Rewrite the entries below, changing every "innermost point" to "center point" and keeping everything else identical. Omit the pictures from your answer.

☆ ☆ ☆ ☆

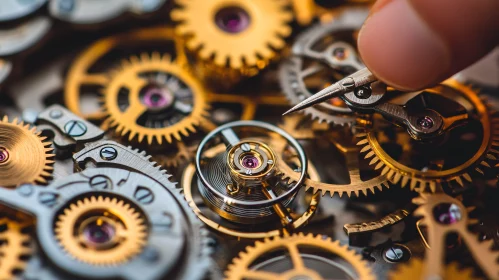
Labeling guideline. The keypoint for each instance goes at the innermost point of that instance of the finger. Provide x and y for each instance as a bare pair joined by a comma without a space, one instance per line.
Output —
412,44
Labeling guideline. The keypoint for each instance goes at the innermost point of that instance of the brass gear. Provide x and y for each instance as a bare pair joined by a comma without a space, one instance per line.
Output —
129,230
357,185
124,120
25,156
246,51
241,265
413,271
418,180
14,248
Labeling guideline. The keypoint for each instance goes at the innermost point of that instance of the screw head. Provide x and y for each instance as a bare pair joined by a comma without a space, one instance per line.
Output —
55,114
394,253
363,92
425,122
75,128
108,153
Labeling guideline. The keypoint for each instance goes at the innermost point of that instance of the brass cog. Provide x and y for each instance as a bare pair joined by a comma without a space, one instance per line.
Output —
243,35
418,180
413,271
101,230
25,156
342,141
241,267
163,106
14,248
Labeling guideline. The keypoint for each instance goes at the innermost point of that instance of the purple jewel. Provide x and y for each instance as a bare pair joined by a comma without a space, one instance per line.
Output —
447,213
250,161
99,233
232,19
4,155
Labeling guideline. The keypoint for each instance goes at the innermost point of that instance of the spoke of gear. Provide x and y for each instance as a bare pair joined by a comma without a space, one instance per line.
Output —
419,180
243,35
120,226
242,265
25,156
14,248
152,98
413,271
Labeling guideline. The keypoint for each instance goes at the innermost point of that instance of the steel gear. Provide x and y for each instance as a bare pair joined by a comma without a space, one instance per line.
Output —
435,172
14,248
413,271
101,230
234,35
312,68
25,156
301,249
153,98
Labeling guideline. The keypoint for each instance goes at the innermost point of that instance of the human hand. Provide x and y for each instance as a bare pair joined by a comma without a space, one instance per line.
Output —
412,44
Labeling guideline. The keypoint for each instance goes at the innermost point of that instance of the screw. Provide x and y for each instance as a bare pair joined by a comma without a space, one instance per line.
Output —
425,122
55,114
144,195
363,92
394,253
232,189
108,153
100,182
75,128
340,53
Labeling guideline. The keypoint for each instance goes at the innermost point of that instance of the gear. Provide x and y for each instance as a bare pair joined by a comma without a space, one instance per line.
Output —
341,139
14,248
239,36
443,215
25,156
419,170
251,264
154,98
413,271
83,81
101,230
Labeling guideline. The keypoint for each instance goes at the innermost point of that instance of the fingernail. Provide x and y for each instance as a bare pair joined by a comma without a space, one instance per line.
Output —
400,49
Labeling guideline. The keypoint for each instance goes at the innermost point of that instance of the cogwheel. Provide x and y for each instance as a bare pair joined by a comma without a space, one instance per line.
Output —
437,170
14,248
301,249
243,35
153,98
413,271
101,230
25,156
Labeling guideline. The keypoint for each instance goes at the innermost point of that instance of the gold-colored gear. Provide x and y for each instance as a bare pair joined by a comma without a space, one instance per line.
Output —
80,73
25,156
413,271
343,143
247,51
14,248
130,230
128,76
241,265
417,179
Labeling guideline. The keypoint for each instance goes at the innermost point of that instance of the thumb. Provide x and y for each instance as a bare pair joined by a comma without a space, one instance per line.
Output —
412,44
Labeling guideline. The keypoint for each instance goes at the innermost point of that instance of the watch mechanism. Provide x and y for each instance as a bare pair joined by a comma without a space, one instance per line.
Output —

☆ ☆ ☆ ☆

Worked answer ::
Labeling guideline. The keypoint for each instance goes at the center point of that instance of the finger. Provide x and y for each instance as a bare pair joined by a comma without a space, one instance per line.
Output —
412,44
Labeling guideline. The keypoint for each instance goes at the center point of that instance of the brass gear. Provide x and y for each instance as a bare pair joined by a comma without a space, one instance per line.
Output —
129,230
357,185
124,120
25,156
246,51
241,265
413,271
418,180
14,248
Labeling guideline. The keypoint for each instance goes at the center point of that instance of the screw head. Provide x and y for each instance as a bare pair joined by a comma without a space, one instance per line.
Output —
55,114
394,253
363,92
425,122
75,128
108,153
Labeling guideline. The keypoint for each instance goes at the center point of that instance of the brass cog. Provide x and y for each instance as a bare pair joined by a comma without a space, one instance per line.
Output —
243,35
418,180
413,271
101,230
25,156
342,141
241,267
163,106
14,248
Labeling guideline. The keypoint for each instance goes at the center point of that instance of the purple jewel. Provide x and y for each instance as a bare pair joined by a comma without a space, one instance per line.
Output —
447,213
250,161
99,233
232,19
4,155
Labeling guideline. The keypoint for each instance goes at the center point of that instance of the spoke of gear. Provide x and y for each instance as a bare pair joined by a comma without a space, one instance per line.
Output —
419,180
243,35
120,226
242,265
25,156
14,248
152,98
413,271
Labeling guideline. The keypoint for each instance goes at the center point of that instance of the steel gear. Provide x and y for each instance as a bare pair joined by a comma without a space, one instance per line.
Output —
435,172
14,248
413,271
101,230
234,35
312,68
25,156
301,249
153,98
Labeling guideline. The keypoint for each instance goes at the center point of that instance of the human hand. Provide x and y for each instance as a bare pair joined by a comma without a space, one instance per line.
Output —
412,44
Labeling guideline. The keypoint for each instance goes at the center point of that instance of the screw. Provide x and y for each instance as a bare pair joined by a comma without a space, one instance per line.
Output —
425,122
55,114
144,195
363,92
394,253
232,189
108,153
100,182
75,128
340,53
Labeling guideline. The keypoint for each instance goes at the center point of that instance of the gear. Provide x and y for each instance as a bare pair joined by a comma without a space, one instance per line.
Output —
341,139
14,248
239,36
443,215
25,156
419,170
251,264
154,98
413,271
83,81
101,230
Labeling guideline. The keypoint for each instance goes at the center point of that instance of the fingernail. Provide x and y for each instance as a bare pair joined by a comma without a space, one instance per line.
Output —
400,49
Labeling guideline. The keypoint for each instance goes at the center point of that instance of the cogwheel. Provide x and y for each instance as a bare pair joined by a comma without a space, one instance per line.
Output —
437,170
14,248
301,249
243,35
153,98
413,271
101,230
25,156
Labeling guideline. The keypoint for each instance goes at the center point of that instance of the gold-colored gear. Provide x and y for each instance as a bare pair joined by a comma without a space, one instance per line.
Output —
80,73
25,156
413,271
343,143
247,51
14,248
130,230
128,76
241,265
417,179
Labeling guideline. The keypoint for each instance goes at the center point of that instance of the thumb. Provide x and y for each instance as a bare pair joined by a comma without a space, one instance per line.
Output —
412,44
Labeling guideline. The keypoint for each instance goes at the center point of that instance of the watch mechanism. Provide x and y for each instance as a bare pair joined by a comma without a space, one instance per line.
Output —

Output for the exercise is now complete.